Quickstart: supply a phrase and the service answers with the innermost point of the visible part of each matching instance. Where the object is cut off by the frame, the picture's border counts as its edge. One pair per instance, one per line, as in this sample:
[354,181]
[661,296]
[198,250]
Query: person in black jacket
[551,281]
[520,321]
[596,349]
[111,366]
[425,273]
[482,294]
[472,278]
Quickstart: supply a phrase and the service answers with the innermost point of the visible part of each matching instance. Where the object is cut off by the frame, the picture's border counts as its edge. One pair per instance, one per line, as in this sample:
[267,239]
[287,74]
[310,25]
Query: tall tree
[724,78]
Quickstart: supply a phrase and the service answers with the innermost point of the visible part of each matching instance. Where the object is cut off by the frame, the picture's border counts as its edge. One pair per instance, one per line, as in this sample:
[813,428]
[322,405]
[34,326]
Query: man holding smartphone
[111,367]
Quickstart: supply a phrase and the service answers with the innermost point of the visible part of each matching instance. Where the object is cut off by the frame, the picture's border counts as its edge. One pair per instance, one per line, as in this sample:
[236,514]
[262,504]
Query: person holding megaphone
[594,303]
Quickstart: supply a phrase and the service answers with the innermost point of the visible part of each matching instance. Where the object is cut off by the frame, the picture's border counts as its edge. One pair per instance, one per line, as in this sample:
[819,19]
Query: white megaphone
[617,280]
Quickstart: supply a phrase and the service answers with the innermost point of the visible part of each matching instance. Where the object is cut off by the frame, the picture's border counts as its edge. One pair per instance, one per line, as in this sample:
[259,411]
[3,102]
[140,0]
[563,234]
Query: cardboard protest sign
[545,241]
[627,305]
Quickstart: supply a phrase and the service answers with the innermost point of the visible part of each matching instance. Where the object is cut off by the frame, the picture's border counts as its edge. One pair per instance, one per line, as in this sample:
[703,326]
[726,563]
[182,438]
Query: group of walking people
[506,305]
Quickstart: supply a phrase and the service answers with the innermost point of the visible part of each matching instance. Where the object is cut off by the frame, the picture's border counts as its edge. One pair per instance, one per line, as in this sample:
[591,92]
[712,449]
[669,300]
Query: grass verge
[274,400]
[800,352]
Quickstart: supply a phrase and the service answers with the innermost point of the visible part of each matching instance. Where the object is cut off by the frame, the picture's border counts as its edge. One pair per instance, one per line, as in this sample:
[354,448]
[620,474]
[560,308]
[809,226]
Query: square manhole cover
★ ★ ★
*Try it*
The material above is to be transcribed in full, exactly as it stands.

*Task output*
Quickstart: supply a phrase and the service answers with the innermost point of the visible part of each matching instance. Where the object is cut off by the frame, the picture's border counts as its edge. One pair per instance, one per line, as in this sample:
[354,181]
[661,296]
[198,250]
Query: person in black jacket
[551,281]
[520,321]
[596,349]
[111,366]
[425,273]
[482,294]
[472,278]
Quickstart: supply a phrase and the service answers with the innermost point of the visible part of each matching instance. Where the object is cut off by the frame, the picture's border counts as its edge. One pair per instance, one per line, as in this sample:
[267,239]
[287,74]
[310,25]
Query: tall tree
[724,78]
Quickstart: supply a phrase and the service answers with the innermost point of the visible part of each matching instance. Where the object is cut off by the frame, the picture's border counts as its edge. One pair per instance, one per line, as in this sample:
[813,428]
[322,405]
[34,326]
Query: man holding smartphone
[111,367]
Quickstart: supply a phrase and the service answers with the innermost point of the visible part of each matching instance. Where the object is cut off by the frame, the picture's border counts as its edge. One pair per instance, one per line, as in this sample:
[236,514]
[262,504]
Query: person holding megaphone
[594,303]
Quickstart: supply a phrase and the service answers with the innermost point of the visible part of each matching instance. Where the object is cut off by the frame, the picture's border counts as its edge. One pair per instance, one per line, as in this sample:
[819,19]
Query: white megaphone
[617,280]
Quickstart: supply a phrase and the service answers with the innermost point of the visible part of each matching instance. Where the object is cut off by the frame, the picture's border counts as its edge. One pair per instance, one per line, as in this sample:
[259,411]
[3,102]
[140,0]
[563,234]
Query: cardboard protest sign
[545,241]
[627,305]
Quickstart: supply a phrase and the service answers with the innermost point of the visible part of each matching instance. Where the object is cut off by the frame, the picture's border counts as its edge. One pair per instance, one per line, as in this sample:
[703,326]
[726,563]
[182,438]
Query: group of walking people
[506,305]
Quickstart: supply a phrase and the service answers with the innermost point of the visible part of each matching instance. Where the object is cut off by the frame, the picture's border counts as its edge. One pair per instance, one per line, as in this sample:
[591,92]
[712,449]
[669,300]
Query: grass verge
[274,400]
[800,352]
Quickstart: supply a phrase and the service answers with the innermost point of the visible part of each matching instance. Where the object is cut off by the frame, the picture's border counts as its edge. One pair per instance, one per line, as in this sample:
[354,448]
[620,474]
[560,308]
[809,226]
Query: square manhole cover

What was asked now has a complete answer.